** Task directions **
Decide whether each statement agrees with the Sudan passage, answering yes or no and quoting the deciding words: 1. The Sudanese government expelled Osama in May 1996. 2. The chef who cooked for Osama's household was Sudanese. 3. Ramadan's home was in the east of the Sudan.

** Passage **
In the Sudan, Osama had financed Somali opposition to the Americans in Mogadishu and was as successful, and as destructive, as he had been in Afghanistan. Finding him an irritant, the Sudanese government expelled him in May 1996 and he returned with his entourage to Afghanistan, where he went on hatching plots, including the US Embassy bombings in Nairobi and Dar es Salaam as well as mayhem worldwide.

Officially he had been banished from the Sudan, yet he was still in the thoughts of the Sudanese, a gangling figure — noticeably tall, even in a country of very tall people — pious and austere, full of maxims, giving alms, defending the faith, his skinny six-five frame trembling with belief, the living embodiment of the Sword of Islam. The Muslim Brotherhood was strong in the Sudan, if passive on the subject of jihad, and so was the much more militant Al-Gama’ah el-Islamiya, which carried out multiple murders in Egypt, including the killing of tourists.

The Khartoum papers printed reminiscences of Osama. Even his old household chef, an Egyptian named Mohammed el-Faki, gushingly recalled for a Khartoum newspaper how his boss had liked fruit juice, and preferred boiled black cumin to tea, and kabsa, lamb, on a huge platter of rice. He was abstemious, and respectful, and always carried a religious chaplet in his right hand, and a cane in his left hand, sometimes using it to clout his children.

‘This is a good road.’

‘Osama road,’ Ramadan said. And he laughed. He also said that he had a mind to go to Afghanistan, kill Osama and collect the multimillion-dollar reward. ‘But then I cannot come back to the Sudan. Sudan people will be angry with me for killing this man. Ha!’

We kept driving, and every so often Ramadan without slowing down would spin the wheel and drive off the Osama road, lurching over the roadside berms and up and down the ditches, and heading fifty miles into the desert, off road, in search of a temple or some noseless, armless statuary, the remnants of yet another hubristic Ozymandias.

I liked the look of the Sudanese desert — vast, browny-bright, unpeopled, lots of off-road tracks — reputedly full of beautiful ruins and rocky ridges and extensive wadis full of herons, and oases with deep wells. ‘Not as hot as Khartoum,’ someone at the Acropole said. George found me a truck and a driver. The driver had a tent for me. What about his tent? This my country! These my dunes! This my sand! I sleep in the sand dunes.’ He actually did, on the gritty sand, in his clothes, like a cat on a mat. He was named for Ramadan, the period of fasting, and his home was in the west, Kordofan, in the Nub Mountains.

** Supplied records **
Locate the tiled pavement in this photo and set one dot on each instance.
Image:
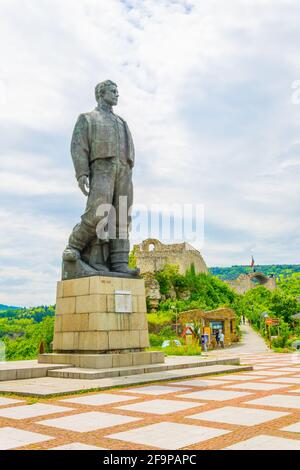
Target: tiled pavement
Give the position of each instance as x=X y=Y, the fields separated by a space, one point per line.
x=250 y=410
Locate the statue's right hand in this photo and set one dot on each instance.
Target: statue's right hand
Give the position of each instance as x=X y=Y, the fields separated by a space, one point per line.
x=83 y=183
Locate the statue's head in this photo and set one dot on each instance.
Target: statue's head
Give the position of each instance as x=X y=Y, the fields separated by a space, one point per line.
x=108 y=92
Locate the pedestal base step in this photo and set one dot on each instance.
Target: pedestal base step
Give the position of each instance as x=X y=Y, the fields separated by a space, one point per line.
x=93 y=374
x=18 y=370
x=104 y=361
x=50 y=386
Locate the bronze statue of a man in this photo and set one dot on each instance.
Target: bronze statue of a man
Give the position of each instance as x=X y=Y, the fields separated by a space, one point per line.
x=103 y=156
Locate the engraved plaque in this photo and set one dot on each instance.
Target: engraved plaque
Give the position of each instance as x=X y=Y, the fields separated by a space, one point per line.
x=123 y=301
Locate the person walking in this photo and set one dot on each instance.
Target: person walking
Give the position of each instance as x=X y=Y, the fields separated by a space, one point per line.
x=218 y=338
x=222 y=339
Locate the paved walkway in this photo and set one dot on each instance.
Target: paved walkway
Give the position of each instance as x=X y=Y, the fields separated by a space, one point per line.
x=251 y=342
x=249 y=410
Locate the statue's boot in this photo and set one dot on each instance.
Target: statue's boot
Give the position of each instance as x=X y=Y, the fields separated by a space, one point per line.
x=119 y=254
x=80 y=237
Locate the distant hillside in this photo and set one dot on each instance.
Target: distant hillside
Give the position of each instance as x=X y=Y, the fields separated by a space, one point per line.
x=35 y=314
x=8 y=307
x=233 y=272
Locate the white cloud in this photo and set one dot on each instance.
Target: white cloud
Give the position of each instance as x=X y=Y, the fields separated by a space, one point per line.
x=206 y=90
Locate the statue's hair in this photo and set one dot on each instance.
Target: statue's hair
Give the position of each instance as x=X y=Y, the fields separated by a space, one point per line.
x=100 y=88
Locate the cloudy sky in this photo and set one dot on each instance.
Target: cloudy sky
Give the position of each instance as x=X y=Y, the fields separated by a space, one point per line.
x=211 y=94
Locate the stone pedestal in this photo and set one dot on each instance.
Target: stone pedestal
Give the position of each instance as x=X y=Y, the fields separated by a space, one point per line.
x=101 y=317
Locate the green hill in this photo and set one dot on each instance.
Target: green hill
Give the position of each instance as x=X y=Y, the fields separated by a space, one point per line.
x=232 y=272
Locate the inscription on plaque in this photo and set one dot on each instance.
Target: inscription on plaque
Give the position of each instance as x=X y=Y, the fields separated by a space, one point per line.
x=123 y=301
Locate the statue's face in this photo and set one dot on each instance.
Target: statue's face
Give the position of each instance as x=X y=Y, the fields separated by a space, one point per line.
x=111 y=95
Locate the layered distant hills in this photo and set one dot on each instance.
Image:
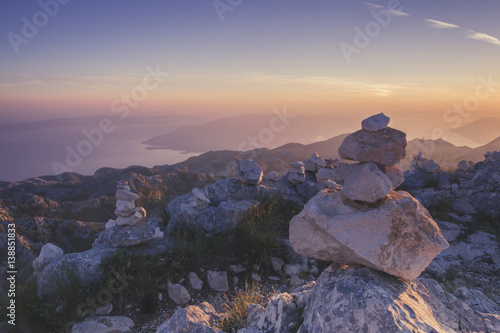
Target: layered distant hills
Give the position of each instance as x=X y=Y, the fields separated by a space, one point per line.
x=481 y=131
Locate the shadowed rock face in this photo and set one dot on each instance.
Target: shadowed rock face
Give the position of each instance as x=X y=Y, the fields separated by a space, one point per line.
x=362 y=300
x=395 y=235
x=386 y=147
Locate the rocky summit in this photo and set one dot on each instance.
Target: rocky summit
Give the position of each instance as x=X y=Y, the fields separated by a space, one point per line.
x=366 y=222
x=320 y=246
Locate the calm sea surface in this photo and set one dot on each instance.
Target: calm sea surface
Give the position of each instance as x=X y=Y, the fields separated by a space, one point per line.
x=26 y=154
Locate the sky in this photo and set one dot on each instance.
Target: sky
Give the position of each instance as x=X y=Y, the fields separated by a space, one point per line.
x=415 y=60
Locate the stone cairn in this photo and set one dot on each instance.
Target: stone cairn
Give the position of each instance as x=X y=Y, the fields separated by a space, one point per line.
x=131 y=227
x=127 y=212
x=365 y=221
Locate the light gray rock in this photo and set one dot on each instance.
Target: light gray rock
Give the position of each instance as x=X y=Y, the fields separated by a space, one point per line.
x=236 y=269
x=48 y=254
x=194 y=281
x=138 y=216
x=375 y=122
x=124 y=208
x=191 y=319
x=104 y=325
x=365 y=182
x=110 y=224
x=277 y=263
x=396 y=235
x=395 y=174
x=314 y=163
x=104 y=310
x=296 y=164
x=217 y=280
x=295 y=281
x=248 y=172
x=129 y=235
x=386 y=147
x=126 y=195
x=465 y=166
x=363 y=300
x=325 y=174
x=272 y=175
x=201 y=195
x=429 y=166
x=281 y=315
x=292 y=269
x=178 y=293
x=84 y=266
x=296 y=178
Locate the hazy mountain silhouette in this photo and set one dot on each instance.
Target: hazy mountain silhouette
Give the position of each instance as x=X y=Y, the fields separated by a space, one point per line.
x=253 y=131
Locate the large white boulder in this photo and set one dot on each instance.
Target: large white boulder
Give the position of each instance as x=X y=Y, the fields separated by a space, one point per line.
x=375 y=122
x=396 y=235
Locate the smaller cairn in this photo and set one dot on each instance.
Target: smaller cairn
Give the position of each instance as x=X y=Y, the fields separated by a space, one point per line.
x=314 y=163
x=296 y=173
x=248 y=172
x=378 y=149
x=126 y=211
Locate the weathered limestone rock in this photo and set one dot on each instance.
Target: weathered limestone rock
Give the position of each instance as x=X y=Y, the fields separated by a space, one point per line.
x=178 y=293
x=248 y=172
x=362 y=300
x=124 y=208
x=85 y=265
x=281 y=315
x=296 y=173
x=217 y=280
x=122 y=236
x=314 y=163
x=396 y=235
x=375 y=122
x=365 y=182
x=386 y=146
x=201 y=195
x=395 y=174
x=104 y=325
x=277 y=263
x=191 y=319
x=272 y=175
x=139 y=215
x=48 y=254
x=126 y=195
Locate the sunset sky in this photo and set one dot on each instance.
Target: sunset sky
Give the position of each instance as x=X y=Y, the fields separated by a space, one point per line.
x=249 y=56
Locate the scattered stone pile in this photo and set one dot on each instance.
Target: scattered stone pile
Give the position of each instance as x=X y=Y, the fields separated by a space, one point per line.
x=367 y=222
x=296 y=173
x=473 y=188
x=248 y=172
x=131 y=227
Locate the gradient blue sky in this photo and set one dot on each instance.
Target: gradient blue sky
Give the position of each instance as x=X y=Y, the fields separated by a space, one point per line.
x=264 y=54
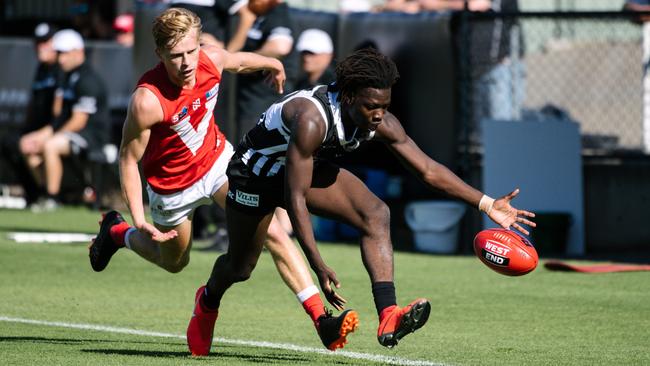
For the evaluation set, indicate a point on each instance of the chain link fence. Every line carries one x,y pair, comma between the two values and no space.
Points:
583,66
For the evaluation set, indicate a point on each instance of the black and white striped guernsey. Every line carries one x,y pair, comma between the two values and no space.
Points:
263,149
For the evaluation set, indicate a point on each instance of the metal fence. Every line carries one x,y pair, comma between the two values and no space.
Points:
585,66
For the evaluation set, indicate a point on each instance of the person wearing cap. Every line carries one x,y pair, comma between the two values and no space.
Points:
270,35
123,27
43,106
316,54
81,123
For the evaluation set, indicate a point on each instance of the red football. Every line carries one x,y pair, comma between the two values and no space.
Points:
505,251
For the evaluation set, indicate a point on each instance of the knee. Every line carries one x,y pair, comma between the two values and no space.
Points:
377,218
242,273
176,267
231,270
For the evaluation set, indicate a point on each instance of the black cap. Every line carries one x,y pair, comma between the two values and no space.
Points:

** Written solution **
1. Yes: "the Sudanese government expelled him in May 1996"
2. No: "an Egyptian named Mohammed el-Faki"
3. No: "his home was in the west, Kordofan, in the Nub Mountains"